Texte de lecture:
Journée d’étude « Lire-Écrire »
2ème rencontre Université de Cergy Pontoise – Site de Gennevilliers
Mercredi 16 novembre 2016


Cette deuxième journée interacadémique fait suite à celle du mercredi 1er juillet 2015 et se donne comme objectif de présenter l’avancée des réflexions du projet national « Lire et écrire » en appui sur le rapport de recherche[1] présenté en mars 2016.
On peut aussi lire la synthèse de 64 pages[2].

 

Matinée : État de la recherche et perspectives.

Le cadre de la recherche, la problématique et la méthodologie, Claudie Péret (Université de Cergy Pontoise)

Claudie Péret rappelle les enjeux de cette recherche et sa méthodologie (voir le CR de la 1ère journée[3], ou le rapport : partie A, problématique et méthodologie, p.20 à 113), ainsi que quelques constats simples, qu’il n’est pas inutile de rappeler dans le climat actuel : tous les élèves ont progressé et les classes respectent le temps de travail à consacrer au français recommandé par les Programmes.

On note au passage, cependant, l’importance du temps de travail sur fiches, alors qu’on évoquera plus loin l’efficacité d’un travail réflexif, grâce à une interaction à l’oral bien conduite par l’enseignant.

 

Ecrire des récits à la fin du CP : que savent les élèves ? Jacques Crinon (Université Paris-Est Créteil)

A partir des résultats des 2 507 élèves au test d’évaluation en fin de CP, J. Crinon observe les compétences construites quant à ce qui caractérise particulièrement l’écrit, détaché du contexte d’énonciation (sans s’attarder sur l’orthographe, objet d’étude d’autres groupes).

Consigne : « Vous allez écrire chacun l’histoire d’un petit chat. Je vais vous montrer ce qui arrive au petit chat. » (voir la version PDF pour les dessins)

En résumé, on constate que les élèves sont en général capables d’écrire des textes lisibles. On se reportera au rapport (A 3.3.2.3, p.66-69) qui fournit les critères d’évaluation, ainsi que les résultats obtenus (B 3.3.4, p.197-207). Certains des textes donnés à titre d’exemple sont frappants : on y retrouve des enjeux vitaux, à l’instar des récits littéraires, qui reconfigurent leur expérience personnelle en rapport avec des thématiques universelles : un jeune personnage veut découvrir le monde, affronte des difficultés (cf contes de quête) ; les frères et sœurs interviennent, en position d’entraide ou de rivalité. Les compétences sont très contrastées, et les réussites témoignent de compétences de compréhension, construites en classe ou dans la famille : l’état de la recherche ne permet pas encore de l’établir, il faudra pour cela un lien entre les travaux des différents groupes.

 

L’étude de la langue au CP Patrice Gourdet (Université de Cergy Pontoise)

Porte-parole du groupe 7, P. Gourdet rappelle que l’étude de la langue, d’abord envisagée comme très secondaire au CP, devait faire l’objet d’une recherche principalement au CE1. Les résultats issus de l’enquête ont donné à cet objet une place plus importante que prévu.

On peut se poser plusieurs questions :

-       Enseigne-t-on la grammaire au CP et si oui comment ?

-       Quels liens peut-on établir entre apprentissages linguistiques et lire-écrire ?

Données enregistrées:
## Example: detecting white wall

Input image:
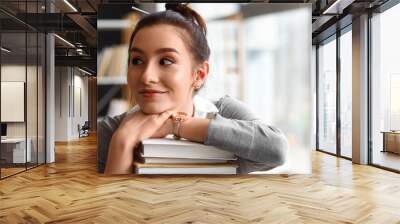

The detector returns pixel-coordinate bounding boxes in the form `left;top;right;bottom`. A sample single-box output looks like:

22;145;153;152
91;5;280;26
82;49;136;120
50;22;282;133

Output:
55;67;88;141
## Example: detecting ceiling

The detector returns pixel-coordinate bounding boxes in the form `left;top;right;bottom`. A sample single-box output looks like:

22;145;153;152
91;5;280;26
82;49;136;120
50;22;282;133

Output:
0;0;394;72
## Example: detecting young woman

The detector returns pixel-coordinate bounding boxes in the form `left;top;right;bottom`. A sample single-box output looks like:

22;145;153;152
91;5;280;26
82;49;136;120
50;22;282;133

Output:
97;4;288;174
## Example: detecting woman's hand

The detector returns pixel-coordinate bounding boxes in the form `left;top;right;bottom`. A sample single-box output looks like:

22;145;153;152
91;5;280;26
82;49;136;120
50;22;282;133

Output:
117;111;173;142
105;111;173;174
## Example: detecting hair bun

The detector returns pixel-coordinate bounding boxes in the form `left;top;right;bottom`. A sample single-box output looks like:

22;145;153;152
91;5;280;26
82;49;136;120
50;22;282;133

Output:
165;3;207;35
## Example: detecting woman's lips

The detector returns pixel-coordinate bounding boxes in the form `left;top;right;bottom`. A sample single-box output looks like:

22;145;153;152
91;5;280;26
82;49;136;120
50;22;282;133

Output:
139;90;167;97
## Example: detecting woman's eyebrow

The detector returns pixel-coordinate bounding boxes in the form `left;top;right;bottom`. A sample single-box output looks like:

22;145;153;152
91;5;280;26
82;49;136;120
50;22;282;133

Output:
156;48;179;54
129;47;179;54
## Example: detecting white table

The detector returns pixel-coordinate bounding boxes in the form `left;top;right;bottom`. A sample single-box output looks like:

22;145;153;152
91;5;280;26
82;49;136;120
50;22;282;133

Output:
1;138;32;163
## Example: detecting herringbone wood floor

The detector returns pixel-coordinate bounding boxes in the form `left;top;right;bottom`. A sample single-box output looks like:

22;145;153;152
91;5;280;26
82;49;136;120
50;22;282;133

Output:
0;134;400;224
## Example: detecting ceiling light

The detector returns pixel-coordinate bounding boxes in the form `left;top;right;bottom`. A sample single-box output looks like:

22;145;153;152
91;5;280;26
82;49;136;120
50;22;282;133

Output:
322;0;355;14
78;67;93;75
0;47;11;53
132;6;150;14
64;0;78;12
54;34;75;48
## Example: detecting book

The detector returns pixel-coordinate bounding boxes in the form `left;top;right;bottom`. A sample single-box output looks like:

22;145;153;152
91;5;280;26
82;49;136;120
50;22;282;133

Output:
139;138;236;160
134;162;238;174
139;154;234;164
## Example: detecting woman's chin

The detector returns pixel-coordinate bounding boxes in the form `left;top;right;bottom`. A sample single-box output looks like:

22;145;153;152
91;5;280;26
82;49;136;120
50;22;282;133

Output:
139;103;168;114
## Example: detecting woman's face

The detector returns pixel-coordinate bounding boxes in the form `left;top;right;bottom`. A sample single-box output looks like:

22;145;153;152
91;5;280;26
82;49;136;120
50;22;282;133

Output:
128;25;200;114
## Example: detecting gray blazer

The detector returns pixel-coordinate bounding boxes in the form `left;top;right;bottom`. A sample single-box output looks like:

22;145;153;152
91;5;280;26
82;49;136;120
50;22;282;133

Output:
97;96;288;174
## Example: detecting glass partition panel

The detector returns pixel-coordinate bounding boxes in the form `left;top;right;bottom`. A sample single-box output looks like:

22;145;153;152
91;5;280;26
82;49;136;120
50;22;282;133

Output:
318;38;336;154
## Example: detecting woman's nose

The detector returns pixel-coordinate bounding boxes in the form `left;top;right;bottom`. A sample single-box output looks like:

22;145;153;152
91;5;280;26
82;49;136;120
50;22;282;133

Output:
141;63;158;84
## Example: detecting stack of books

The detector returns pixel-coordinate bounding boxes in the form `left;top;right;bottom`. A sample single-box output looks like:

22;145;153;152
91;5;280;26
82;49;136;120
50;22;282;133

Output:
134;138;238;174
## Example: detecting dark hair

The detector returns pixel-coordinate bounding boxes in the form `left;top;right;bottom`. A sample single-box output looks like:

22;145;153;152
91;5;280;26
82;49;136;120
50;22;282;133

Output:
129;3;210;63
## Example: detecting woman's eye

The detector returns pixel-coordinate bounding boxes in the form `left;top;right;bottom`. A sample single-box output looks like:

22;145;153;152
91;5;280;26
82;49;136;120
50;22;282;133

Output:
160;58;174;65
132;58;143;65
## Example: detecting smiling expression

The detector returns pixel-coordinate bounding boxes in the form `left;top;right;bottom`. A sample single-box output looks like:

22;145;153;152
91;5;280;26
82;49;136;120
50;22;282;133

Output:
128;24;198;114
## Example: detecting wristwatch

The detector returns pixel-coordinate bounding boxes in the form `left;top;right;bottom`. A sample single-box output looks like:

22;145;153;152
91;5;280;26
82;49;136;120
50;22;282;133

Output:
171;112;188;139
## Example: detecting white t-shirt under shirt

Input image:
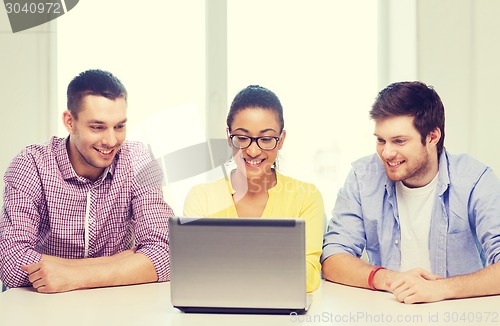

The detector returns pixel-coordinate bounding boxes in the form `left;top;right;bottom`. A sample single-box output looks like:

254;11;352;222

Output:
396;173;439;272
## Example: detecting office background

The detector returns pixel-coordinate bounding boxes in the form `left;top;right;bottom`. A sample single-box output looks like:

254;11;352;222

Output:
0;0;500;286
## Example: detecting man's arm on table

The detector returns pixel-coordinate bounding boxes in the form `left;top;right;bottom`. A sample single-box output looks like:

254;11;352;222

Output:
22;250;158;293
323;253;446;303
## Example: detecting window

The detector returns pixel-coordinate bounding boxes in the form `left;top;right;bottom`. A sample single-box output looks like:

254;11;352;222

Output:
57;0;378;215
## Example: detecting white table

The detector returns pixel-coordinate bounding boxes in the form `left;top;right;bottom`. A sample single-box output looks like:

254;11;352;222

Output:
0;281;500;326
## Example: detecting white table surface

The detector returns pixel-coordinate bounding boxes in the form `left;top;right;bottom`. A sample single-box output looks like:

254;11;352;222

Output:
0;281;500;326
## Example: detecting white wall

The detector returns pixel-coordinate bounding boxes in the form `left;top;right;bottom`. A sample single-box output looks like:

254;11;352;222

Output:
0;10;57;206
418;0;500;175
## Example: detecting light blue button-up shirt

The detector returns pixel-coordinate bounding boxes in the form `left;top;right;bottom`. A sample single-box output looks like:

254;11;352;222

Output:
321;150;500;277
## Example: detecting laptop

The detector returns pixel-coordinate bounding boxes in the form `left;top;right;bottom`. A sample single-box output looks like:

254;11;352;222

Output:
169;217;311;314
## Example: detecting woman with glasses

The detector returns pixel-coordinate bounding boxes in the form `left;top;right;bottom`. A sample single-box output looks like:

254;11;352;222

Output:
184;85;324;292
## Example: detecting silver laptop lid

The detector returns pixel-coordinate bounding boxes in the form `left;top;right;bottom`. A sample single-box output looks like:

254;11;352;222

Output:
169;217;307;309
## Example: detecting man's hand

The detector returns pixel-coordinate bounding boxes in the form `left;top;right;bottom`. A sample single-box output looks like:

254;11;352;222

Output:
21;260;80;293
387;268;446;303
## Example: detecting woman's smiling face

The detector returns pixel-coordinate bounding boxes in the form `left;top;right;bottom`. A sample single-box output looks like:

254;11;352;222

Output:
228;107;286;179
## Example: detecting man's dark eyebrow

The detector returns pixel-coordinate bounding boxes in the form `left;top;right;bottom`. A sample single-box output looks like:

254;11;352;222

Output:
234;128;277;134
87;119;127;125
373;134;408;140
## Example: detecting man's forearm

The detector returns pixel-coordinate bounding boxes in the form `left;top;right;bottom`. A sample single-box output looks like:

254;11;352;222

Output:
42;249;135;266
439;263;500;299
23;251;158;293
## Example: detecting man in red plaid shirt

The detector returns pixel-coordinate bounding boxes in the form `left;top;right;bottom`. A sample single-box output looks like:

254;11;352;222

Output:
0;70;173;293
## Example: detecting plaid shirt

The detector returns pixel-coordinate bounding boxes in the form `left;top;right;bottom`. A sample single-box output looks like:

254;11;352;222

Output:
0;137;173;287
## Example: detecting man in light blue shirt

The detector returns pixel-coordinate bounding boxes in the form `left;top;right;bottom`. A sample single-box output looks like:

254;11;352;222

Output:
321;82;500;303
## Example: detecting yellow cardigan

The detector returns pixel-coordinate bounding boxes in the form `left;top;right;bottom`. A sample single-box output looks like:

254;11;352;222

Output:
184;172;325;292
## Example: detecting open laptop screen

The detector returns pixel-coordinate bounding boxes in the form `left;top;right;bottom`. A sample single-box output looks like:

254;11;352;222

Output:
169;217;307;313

Exercice bref A: Recopiez mot pour mot le passage du texte sur la journée d'étude « Lire-Écrire » qui commence par « Porte-parole du groupe » et se poursuit jusqu'à « importante que prévu. ».
Exercice bref B: D'après le texte sur la journée d'étude « Lire-Écrire », combien d'élèves ont passé le test d'évaluation en fin de CP ?
Exercice bref C: Prolongez le texte sur la journée d'étude « Lire-Écrire » à partir de l'endroit où il s'arrête.
Les données sont sans rapport avec le texte.

Résultat A:
Porte-parole du groupe 7, P. Gourdet rappelle que l’étude de la langue, d’abord envisagée comme très secondaire au CP, devait faire l’objet d’une recherche principalement au CE1. Les résultats issus de l’enquête ont donné à cet objet une place plus importante que prévu.

Résultat B: 2 507 élèves.

Résultat C:
-       Quelle place est faite à l’introduction des premières notions grammaticales ?

Il apparait que les classes qui consacrent plus de temps à l’étude de la langue sont celles qui progressent le plus en lecture-écriture. On consultera le rapport pour connaitre les métatermes en usage dans les supports (cahiers, affichages), et préciser le budget temps imparti à la langue (lexique, syntaxe et morphologie) : il est très faible. Ce temps est très parcellisé : pas de séances de langue proprement dites (ce que rien n’invite à considérer comme souhaitable !), des moments lui sont consacrés à l’intérieur de séances de lecture-écriture.

En fin d’année, le volume horaire consacré à l’étude de la langue atteint 10% des heures de Français, moyenne qui cache la très grande hétérogénéité existant entre les classes (comme en compréhension). Par exemple quand 5% des classes consacrent plus de 30’ par semaine à la morphologie, 60% des classes lui consacrent moins de 10’ par semaine.

Dans l’évaluation finale, cela se traduit par 85% des élèves qui ne marquent aucunement le pluriel dans la phrase Les lapins courent vite. Les résultats sont meilleurs dans les classes où l’on développe des approches cumulées (dictée, encodage, morphologie). L’évaluation de fin de CE1 montre des progrès encore limités : la moitié des élèves (seulement) gère correctement le pluriel au sein du GN : cet apprentissage demande du temps.

L’effet positif sur les apprentissages en lire-écrire du temps consacré à la langue est marqué, et il l’est d’autant plus que les élèves sont faibles. Ce qui ressort surtout, c’est l’attitude par rapport à la langue : une posture réflexive est plus efficiente.

Le lexique parait un véritable chantier à entreprendre : il est à l’articulation de l’étude de la langue et de la compréhension. Le lien est statistiquement établi entre le temps consacré à ce domaine et des meilleurs résultats au score global mais aussi en code, en compréhension et en écriture... Or, quand 10% des classes lui consacrent plus de 30’ par semaine, 48% des classes lui consacrent moins de 10’ par semaine. Le plus souvent, il s’agit d’expliquer le sens des mots en contexte.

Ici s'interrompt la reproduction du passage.